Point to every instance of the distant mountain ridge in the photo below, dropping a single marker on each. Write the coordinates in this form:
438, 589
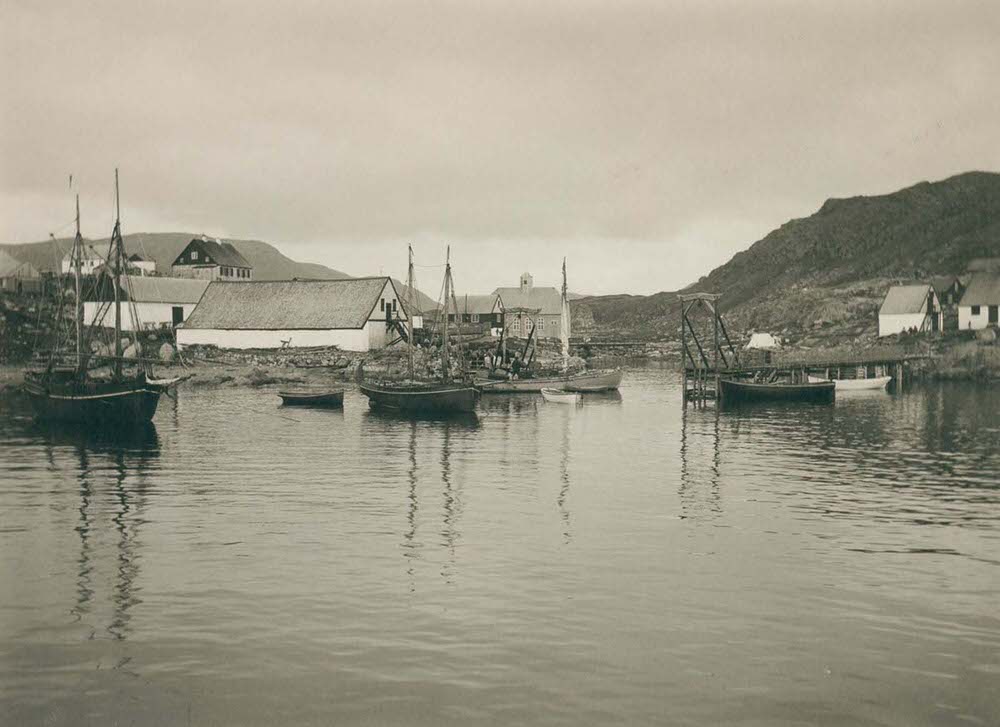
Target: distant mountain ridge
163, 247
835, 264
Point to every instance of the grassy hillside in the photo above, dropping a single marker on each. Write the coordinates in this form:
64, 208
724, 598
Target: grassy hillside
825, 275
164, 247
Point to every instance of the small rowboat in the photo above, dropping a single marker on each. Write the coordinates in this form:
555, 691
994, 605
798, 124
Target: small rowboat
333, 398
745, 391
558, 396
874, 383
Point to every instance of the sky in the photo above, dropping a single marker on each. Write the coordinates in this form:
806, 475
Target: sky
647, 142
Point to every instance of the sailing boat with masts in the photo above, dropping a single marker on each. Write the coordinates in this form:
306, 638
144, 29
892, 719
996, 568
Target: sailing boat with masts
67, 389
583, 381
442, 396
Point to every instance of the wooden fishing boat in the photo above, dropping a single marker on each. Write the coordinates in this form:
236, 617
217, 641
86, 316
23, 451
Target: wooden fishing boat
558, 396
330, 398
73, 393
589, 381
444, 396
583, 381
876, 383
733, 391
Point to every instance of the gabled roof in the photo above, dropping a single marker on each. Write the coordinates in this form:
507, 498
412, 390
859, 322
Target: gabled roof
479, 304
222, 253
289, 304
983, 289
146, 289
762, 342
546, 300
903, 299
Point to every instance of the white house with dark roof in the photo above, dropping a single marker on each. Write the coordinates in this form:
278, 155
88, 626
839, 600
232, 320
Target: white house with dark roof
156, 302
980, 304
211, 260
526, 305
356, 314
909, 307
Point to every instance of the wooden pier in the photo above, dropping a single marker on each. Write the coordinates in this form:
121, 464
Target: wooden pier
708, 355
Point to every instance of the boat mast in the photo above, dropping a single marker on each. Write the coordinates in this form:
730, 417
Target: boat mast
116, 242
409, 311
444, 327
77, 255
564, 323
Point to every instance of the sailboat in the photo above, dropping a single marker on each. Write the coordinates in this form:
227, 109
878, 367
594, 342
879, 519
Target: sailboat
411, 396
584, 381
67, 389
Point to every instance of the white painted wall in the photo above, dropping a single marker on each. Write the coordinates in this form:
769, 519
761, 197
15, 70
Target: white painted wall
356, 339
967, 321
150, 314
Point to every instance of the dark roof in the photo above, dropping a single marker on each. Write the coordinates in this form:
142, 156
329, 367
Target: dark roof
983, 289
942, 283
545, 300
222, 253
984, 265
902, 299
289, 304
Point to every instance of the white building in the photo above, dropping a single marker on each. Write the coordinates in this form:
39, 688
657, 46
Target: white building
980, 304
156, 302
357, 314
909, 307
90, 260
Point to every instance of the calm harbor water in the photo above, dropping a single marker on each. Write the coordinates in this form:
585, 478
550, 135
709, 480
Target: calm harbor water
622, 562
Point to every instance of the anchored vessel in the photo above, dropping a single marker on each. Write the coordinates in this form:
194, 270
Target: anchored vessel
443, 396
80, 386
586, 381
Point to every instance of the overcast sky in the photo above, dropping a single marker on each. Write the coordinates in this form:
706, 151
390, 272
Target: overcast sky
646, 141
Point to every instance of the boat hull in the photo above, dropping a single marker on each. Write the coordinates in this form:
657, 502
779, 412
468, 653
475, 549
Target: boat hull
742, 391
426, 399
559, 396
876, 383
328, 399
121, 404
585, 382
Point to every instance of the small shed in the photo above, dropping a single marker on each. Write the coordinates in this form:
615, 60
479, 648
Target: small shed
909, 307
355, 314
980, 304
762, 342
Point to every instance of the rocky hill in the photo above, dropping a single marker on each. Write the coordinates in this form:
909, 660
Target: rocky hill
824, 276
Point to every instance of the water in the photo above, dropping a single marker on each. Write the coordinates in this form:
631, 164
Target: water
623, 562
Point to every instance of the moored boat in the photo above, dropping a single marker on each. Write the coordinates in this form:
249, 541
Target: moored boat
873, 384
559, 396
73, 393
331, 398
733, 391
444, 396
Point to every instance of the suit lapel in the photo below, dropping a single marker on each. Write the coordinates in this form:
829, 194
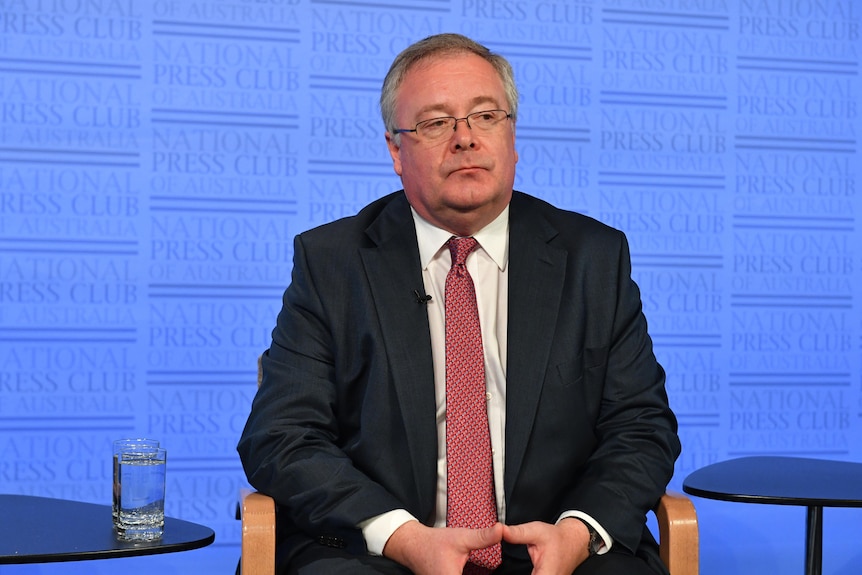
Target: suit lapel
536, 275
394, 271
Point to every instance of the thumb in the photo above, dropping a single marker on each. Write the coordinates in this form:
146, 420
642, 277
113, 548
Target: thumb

> AUFGABENSTELLUNG:
Schreib alles von der Zeile mit „Point to every instance of the thumb“ bis zum Ende der Auflistung noch einmal ab und ersetze dabei „thumb“ durch „index finger“. Alles andere bleibt unverändert.

> SCHRIFTLICHE LÖSUNG:
Point to every instance of the index finger in the photo above, dropping a single marker on each. Write the coordinates in this form:
146, 420
642, 277
113, 548
Target: index finger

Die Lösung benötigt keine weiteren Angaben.